> **YOUR TASK**: Leaving out all pictures, restate word for word the lines from the one with "[mark] horse mane" through the last line of the entries.
### EXERCISE INPUT
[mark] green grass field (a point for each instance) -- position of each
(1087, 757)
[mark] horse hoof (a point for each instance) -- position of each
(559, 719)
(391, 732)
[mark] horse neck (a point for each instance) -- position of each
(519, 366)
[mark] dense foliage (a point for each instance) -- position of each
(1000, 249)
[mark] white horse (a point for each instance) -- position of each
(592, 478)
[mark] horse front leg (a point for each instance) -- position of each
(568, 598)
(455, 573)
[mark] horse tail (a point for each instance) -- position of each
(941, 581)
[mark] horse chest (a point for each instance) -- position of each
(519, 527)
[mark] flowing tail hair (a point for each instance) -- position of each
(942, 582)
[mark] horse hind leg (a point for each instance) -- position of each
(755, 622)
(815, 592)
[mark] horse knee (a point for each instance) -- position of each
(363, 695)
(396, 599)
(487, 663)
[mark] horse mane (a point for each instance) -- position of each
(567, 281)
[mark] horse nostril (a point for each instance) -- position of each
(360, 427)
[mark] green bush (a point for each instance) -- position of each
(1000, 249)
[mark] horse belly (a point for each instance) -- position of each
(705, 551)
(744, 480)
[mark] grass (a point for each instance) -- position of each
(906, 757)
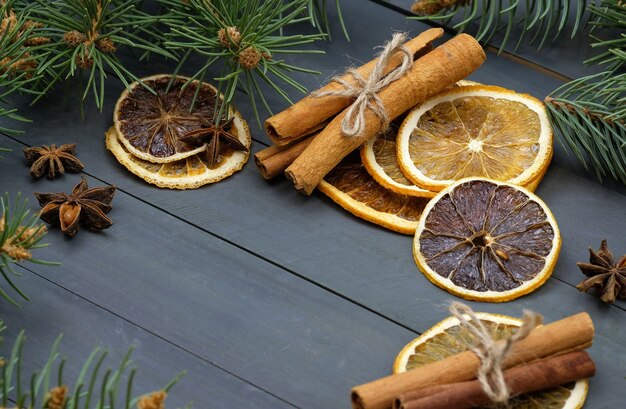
######
> **TASK RESPONSE**:
[mark] horse mane (a point for each instance) -- position of each
(567, 281)
[mark] horse nostril (a point for each instance) -- position of each
(360, 427)
[mark] green bush (a point for each instance) -- position of each
(1000, 249)
[mark] horse belly (a point for each instance) -- position of each
(705, 551)
(744, 480)
[mark] grass (a point for each instance) -- position of each
(906, 757)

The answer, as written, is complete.